= WRITTEN PROBLEM 1 =
In the passage on hosting an agent harness, which phase does the article say it closes?
= WRITTEN PROBLEM 2 =
Carry on writing the passage about why a hosted agent harness is more than a CLI on a server, beginning right after its final sentence.

= SUPPLIED PASSAGE =
For example, start a worker.
Wrap the CLI command in an HTTP API.
Add a cron job.
Run this every day at midnight:
node cli-agent.js --task "Check why this repository's tests are failing and fix them"
It looks straightforward.
It is also dangerous.
Because a local CLI proves mechanism.
It proves that model, loop, tools, state, permission, and session can coordinate on one machine.
But Hosted Harness has to prove something else:
When the Agent is not running in front of you, does not depend on the current terminal, does not depend on the current working directory, and does not depend on current process memory, can it still complete long tasks in a recoverable, auditable, and governable way?
This article closes the "productization and hosting" phase.
We are no longer adding a new tool to the local Agent.
We are also not merely discussing one runtime detail.
We need to combine all the load-bearing layers from the previous articles:
Session / Harness / Sandbox
Automation / Cron
Durable Execution
Workspace Setup
Secret Boundary
Artifact Store
Resume / Retry
Notification
Deployment Topology
Together, they answer one question:
Why is Hosted Harness not "putting the CLI on a server"?

= SUPPLIED DATA =
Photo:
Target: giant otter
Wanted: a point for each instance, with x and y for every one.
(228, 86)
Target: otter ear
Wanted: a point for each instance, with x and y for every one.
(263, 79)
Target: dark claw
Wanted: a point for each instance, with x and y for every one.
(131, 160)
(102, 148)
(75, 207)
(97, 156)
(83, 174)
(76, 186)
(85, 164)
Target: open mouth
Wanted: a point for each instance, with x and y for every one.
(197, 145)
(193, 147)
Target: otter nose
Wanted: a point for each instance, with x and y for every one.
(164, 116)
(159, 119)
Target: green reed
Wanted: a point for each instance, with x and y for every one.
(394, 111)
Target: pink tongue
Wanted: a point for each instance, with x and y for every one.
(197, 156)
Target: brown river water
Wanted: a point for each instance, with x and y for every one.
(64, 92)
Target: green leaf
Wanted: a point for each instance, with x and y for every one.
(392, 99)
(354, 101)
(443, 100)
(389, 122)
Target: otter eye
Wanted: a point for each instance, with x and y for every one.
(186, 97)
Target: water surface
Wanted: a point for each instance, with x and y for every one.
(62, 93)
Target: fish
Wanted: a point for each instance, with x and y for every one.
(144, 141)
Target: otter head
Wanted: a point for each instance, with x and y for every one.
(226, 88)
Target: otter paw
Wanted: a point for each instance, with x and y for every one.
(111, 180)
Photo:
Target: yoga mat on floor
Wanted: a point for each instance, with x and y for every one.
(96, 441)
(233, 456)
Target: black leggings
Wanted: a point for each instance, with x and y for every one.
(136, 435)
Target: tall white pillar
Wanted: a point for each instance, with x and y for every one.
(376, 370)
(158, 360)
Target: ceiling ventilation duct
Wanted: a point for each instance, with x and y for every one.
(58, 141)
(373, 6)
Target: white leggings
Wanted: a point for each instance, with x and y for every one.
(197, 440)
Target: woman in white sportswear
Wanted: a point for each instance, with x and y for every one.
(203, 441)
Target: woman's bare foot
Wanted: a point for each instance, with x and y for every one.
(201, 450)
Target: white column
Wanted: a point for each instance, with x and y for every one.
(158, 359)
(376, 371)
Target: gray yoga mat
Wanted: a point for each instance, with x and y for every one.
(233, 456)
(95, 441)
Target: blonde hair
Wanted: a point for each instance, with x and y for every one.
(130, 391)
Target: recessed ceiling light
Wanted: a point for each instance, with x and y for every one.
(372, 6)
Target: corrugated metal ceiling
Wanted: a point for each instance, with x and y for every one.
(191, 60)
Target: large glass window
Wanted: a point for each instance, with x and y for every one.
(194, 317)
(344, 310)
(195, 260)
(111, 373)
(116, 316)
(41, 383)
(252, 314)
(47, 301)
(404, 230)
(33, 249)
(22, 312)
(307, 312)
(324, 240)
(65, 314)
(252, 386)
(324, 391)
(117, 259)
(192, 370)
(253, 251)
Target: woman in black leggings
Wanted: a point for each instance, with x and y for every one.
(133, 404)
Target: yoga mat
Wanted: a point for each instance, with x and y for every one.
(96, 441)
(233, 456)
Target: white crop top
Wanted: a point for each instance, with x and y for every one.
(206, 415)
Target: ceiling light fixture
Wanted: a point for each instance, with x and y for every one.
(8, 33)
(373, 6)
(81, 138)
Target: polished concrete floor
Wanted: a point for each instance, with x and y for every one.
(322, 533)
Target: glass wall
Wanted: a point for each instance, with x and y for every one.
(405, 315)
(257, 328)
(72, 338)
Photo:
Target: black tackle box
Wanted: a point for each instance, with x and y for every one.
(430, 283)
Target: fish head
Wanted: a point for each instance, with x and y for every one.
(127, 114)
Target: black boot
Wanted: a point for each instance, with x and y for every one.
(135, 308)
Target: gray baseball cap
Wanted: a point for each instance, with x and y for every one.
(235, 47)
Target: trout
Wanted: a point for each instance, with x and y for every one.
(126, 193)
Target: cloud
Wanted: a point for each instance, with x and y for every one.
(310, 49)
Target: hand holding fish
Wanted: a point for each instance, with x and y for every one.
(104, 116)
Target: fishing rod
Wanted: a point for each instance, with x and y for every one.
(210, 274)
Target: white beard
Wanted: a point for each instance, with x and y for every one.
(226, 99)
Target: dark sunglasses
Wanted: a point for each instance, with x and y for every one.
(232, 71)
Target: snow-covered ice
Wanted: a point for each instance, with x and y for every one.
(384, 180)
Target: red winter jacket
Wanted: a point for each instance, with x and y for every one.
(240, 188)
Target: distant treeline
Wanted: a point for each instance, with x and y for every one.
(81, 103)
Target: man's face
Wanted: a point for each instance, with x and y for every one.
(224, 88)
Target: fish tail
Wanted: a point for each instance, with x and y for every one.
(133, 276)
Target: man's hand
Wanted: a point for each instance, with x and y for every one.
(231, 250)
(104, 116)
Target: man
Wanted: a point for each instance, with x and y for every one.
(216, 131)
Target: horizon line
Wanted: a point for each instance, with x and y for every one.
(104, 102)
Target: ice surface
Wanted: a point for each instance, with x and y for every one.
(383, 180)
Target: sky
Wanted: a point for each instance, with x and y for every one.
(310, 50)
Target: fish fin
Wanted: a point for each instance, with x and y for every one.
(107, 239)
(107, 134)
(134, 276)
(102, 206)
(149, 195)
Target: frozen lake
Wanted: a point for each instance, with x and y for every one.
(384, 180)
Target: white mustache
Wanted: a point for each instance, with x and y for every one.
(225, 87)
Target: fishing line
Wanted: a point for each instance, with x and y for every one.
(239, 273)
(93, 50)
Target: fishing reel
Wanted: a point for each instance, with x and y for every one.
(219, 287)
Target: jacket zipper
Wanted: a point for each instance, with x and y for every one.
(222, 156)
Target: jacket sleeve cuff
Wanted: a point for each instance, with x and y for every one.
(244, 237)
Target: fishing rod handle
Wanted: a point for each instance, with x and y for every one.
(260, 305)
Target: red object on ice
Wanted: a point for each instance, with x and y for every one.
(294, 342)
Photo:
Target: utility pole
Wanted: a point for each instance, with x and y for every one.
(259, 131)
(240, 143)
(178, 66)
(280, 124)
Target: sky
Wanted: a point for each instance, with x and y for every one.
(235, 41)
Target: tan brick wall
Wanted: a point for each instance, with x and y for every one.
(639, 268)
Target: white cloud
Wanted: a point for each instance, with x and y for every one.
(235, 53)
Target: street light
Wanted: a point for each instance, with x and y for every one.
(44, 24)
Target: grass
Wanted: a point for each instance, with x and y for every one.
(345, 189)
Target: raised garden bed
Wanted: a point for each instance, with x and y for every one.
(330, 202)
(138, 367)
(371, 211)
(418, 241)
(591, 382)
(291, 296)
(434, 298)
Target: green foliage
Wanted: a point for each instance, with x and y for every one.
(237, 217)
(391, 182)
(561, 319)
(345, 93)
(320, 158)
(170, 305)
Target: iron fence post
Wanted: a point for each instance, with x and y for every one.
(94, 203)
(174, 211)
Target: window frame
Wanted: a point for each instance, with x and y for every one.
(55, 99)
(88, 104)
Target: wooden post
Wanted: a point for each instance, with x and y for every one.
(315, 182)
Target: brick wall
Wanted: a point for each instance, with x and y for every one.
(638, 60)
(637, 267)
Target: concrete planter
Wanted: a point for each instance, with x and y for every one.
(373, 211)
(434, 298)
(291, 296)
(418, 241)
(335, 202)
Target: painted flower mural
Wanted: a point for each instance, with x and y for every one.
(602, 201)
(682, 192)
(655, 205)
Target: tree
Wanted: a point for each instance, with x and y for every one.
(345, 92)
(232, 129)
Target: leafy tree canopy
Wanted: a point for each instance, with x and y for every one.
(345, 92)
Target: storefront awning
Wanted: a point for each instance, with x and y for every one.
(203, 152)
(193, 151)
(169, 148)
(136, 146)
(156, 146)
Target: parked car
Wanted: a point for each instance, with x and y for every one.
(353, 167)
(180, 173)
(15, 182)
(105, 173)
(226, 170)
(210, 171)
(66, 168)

= TASK RESULT 1 =
The "productization and hosting" phase.

= TASK RESULT 2 =
Condensed into one sentence:
Hosted Harness is not a remote Agent process. It is a control system that hosts the Agent task lifecycle across time, workers, and sandboxes.
This article is not trying to implement a full platform in one step.
It only draws the hosting boundaries: which facts must be persisted outside the worker, which actions must go through policy, and which recovery points must have evidence.
1. Why local CLI proves mechanism, not hosting
Keep using the previous example.
The user types locally:
This repository's CI is failing. Help me find the cause and fix it.
The local CLI Agent's execution chain is roughly:
read project rules
-> run tests
-> observe failure logs
-> search related code
-> edit files
-> run tests again
-> summarize the result
Getting this chain to work locally is already valuable.
It lets us confirm that many abstractions are not just talk.
For example, whether the provider contract is clean.
Whether tool intent can be validated.
Whether the permission gate blocks high-risk commands.
Whether the event log records facts.
Whether context policy can compress long logs into observations the next model turn can use.
But local CLI has a hidden assumption:
The user is usually sitting in front of the terminal.
The current process is still alive.
The current working directory still exists.
The current environment variables are still present.
The current shell's network, filesystem, and dependency caches are still present.
Even if the task fails, the user can see terminal output and roughly understand what happened.
Once this task becomes a remotely hosted task, all these assumptions change.
For example, the user sets an automation:
Every morning at 8:00, check tests on the main branch.
If they fail, try to fix them and send a report.
Now the Agent is not running immediately inside the user's terminal.
It may be woken by a scheduler at some future time.
It may be placed into a remote worker.
It may need to pull the latest code from GitHub.
It may need to create a temporary workspace.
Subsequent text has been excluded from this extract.